[[ Material for this task, beginning ]]

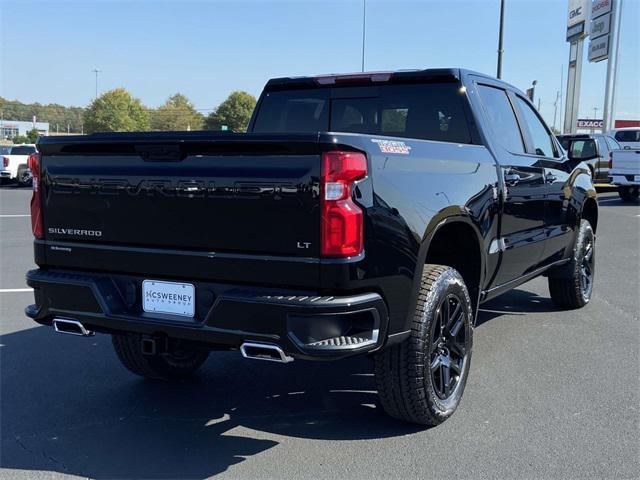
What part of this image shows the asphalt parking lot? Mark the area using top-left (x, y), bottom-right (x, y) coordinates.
top-left (1, 185), bottom-right (638, 480)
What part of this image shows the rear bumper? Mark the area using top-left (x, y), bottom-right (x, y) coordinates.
top-left (609, 174), bottom-right (639, 186)
top-left (25, 269), bottom-right (389, 360)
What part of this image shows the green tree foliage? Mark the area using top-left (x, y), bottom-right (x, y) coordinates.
top-left (0, 97), bottom-right (84, 133)
top-left (26, 128), bottom-right (40, 143)
top-left (205, 91), bottom-right (256, 132)
top-left (11, 135), bottom-right (29, 144)
top-left (83, 88), bottom-right (149, 134)
top-left (150, 93), bottom-right (204, 131)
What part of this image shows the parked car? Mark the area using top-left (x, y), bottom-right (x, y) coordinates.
top-left (25, 68), bottom-right (598, 426)
top-left (609, 127), bottom-right (640, 150)
top-left (609, 148), bottom-right (640, 201)
top-left (556, 133), bottom-right (621, 183)
top-left (1, 143), bottom-right (37, 185)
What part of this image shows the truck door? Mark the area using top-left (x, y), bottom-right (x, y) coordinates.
top-left (511, 94), bottom-right (573, 266)
top-left (475, 84), bottom-right (547, 287)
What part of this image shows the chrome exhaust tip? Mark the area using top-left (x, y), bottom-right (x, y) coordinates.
top-left (53, 318), bottom-right (94, 337)
top-left (240, 342), bottom-right (293, 363)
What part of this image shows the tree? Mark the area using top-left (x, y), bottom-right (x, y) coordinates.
top-left (83, 88), bottom-right (149, 134)
top-left (149, 93), bottom-right (204, 131)
top-left (1, 97), bottom-right (85, 133)
top-left (205, 91), bottom-right (256, 132)
top-left (26, 128), bottom-right (40, 143)
top-left (11, 135), bottom-right (29, 144)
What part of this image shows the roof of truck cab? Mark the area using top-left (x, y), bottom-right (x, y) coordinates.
top-left (264, 68), bottom-right (518, 91)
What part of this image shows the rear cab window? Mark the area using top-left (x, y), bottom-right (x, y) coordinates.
top-left (252, 82), bottom-right (474, 144)
top-left (9, 145), bottom-right (37, 155)
top-left (614, 130), bottom-right (640, 142)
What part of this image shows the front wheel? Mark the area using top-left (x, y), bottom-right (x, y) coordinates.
top-left (618, 186), bottom-right (639, 202)
top-left (374, 265), bottom-right (473, 426)
top-left (548, 219), bottom-right (595, 309)
top-left (112, 334), bottom-right (210, 380)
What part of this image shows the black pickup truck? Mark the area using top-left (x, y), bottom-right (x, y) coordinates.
top-left (26, 69), bottom-right (598, 426)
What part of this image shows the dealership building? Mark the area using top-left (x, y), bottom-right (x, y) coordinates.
top-left (0, 119), bottom-right (50, 140)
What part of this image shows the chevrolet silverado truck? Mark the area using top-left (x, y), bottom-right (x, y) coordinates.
top-left (25, 69), bottom-right (598, 426)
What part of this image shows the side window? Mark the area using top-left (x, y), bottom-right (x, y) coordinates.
top-left (596, 137), bottom-right (607, 156)
top-left (606, 136), bottom-right (621, 150)
top-left (477, 85), bottom-right (525, 154)
top-left (514, 96), bottom-right (557, 157)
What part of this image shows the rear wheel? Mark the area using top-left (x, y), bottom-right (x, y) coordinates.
top-left (17, 166), bottom-right (32, 187)
top-left (618, 186), bottom-right (639, 202)
top-left (112, 333), bottom-right (210, 380)
top-left (374, 265), bottom-right (473, 426)
top-left (548, 219), bottom-right (595, 309)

[[ Material for this task, end ]]

Assigned task:
Give the lines of the entries above exactly as they appear, leaving out each picture.

Reply to the task:
What part of this image shows the asphalt parking lot? Mark the area using top-left (x, y), bottom-right (x, y) coordinates.
top-left (1, 185), bottom-right (638, 480)
What part of this image shows the rear bumper? Mark the area using top-left (x, y), bottom-right (x, y) coordinates.
top-left (609, 174), bottom-right (639, 186)
top-left (25, 269), bottom-right (389, 360)
What part of this image shows the green tree foliage? Mark the area using top-left (x, y), bottom-right (x, y) coordinates.
top-left (0, 97), bottom-right (84, 133)
top-left (26, 128), bottom-right (40, 143)
top-left (205, 91), bottom-right (256, 132)
top-left (11, 135), bottom-right (29, 144)
top-left (83, 88), bottom-right (149, 134)
top-left (150, 93), bottom-right (204, 131)
What part of this image shows the parked car? Mark the area using top-left (x, y), bottom-right (x, y) coordinates.
top-left (25, 68), bottom-right (598, 426)
top-left (609, 127), bottom-right (640, 150)
top-left (609, 148), bottom-right (640, 201)
top-left (556, 133), bottom-right (621, 183)
top-left (1, 143), bottom-right (37, 185)
What part of this image shows the truck door? Mark the area using top-left (x, y), bottom-right (x, y) coordinates.
top-left (511, 94), bottom-right (573, 266)
top-left (475, 84), bottom-right (547, 287)
What part of this image shows the chrome exhaust tip? Mark the area using top-left (x, y), bottom-right (x, y) coordinates.
top-left (53, 318), bottom-right (94, 337)
top-left (240, 342), bottom-right (293, 363)
What part of this image shows the tree? Mark the area using top-left (x, y), bottom-right (x, y) coordinates.
top-left (83, 88), bottom-right (149, 134)
top-left (149, 93), bottom-right (204, 131)
top-left (1, 97), bottom-right (85, 133)
top-left (205, 91), bottom-right (256, 132)
top-left (26, 128), bottom-right (40, 143)
top-left (11, 135), bottom-right (29, 144)
What part of this image shows the roof of truck cab? Mark the area using top-left (x, y), bottom-right (x, y) coordinates.
top-left (264, 68), bottom-right (518, 91)
What part of this image shows the rear cab window? Mark the area using top-left (x, y), bottom-right (x, y) coordinates.
top-left (252, 82), bottom-right (474, 144)
top-left (9, 145), bottom-right (37, 155)
top-left (614, 130), bottom-right (640, 142)
What part of this image shows the front wheel? Mark the area using top-left (x, y), bottom-right (x, y) coordinates.
top-left (618, 186), bottom-right (639, 202)
top-left (374, 265), bottom-right (473, 426)
top-left (548, 219), bottom-right (595, 309)
top-left (112, 334), bottom-right (210, 380)
What part of this image shows the black pickup truck? Mark the area using top-left (x, y), bottom-right (x, y) coordinates.
top-left (26, 69), bottom-right (598, 426)
What part of this image shows the dealership building? Mark the area using top-left (x, y), bottom-right (x, y) coordinates.
top-left (0, 119), bottom-right (50, 140)
What part of this image shows the chevrolet silverado truck? Mark the area using top-left (x, y), bottom-right (x, y) coordinates.
top-left (25, 69), bottom-right (598, 426)
What part of this image shows the side window? Mark the area using top-left (x, y), bottom-right (x, y) coordinates.
top-left (596, 137), bottom-right (607, 156)
top-left (606, 136), bottom-right (621, 150)
top-left (477, 85), bottom-right (525, 154)
top-left (514, 96), bottom-right (557, 157)
What part of this image shows the rear wheel? Mark the area using top-left (x, y), bottom-right (x, y) coordinates.
top-left (17, 166), bottom-right (32, 187)
top-left (618, 186), bottom-right (639, 202)
top-left (112, 333), bottom-right (210, 380)
top-left (374, 265), bottom-right (473, 426)
top-left (548, 219), bottom-right (595, 309)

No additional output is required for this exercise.